## [PROBLEM DESCRIPTION]
Can you reproduce each line of the material below without any changes?

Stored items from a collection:
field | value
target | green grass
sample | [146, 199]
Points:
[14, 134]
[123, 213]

## [ANSWER TO THIS TASK]
field | value
target | green grass
sample | [146, 199]
Points:
[14, 134]
[123, 213]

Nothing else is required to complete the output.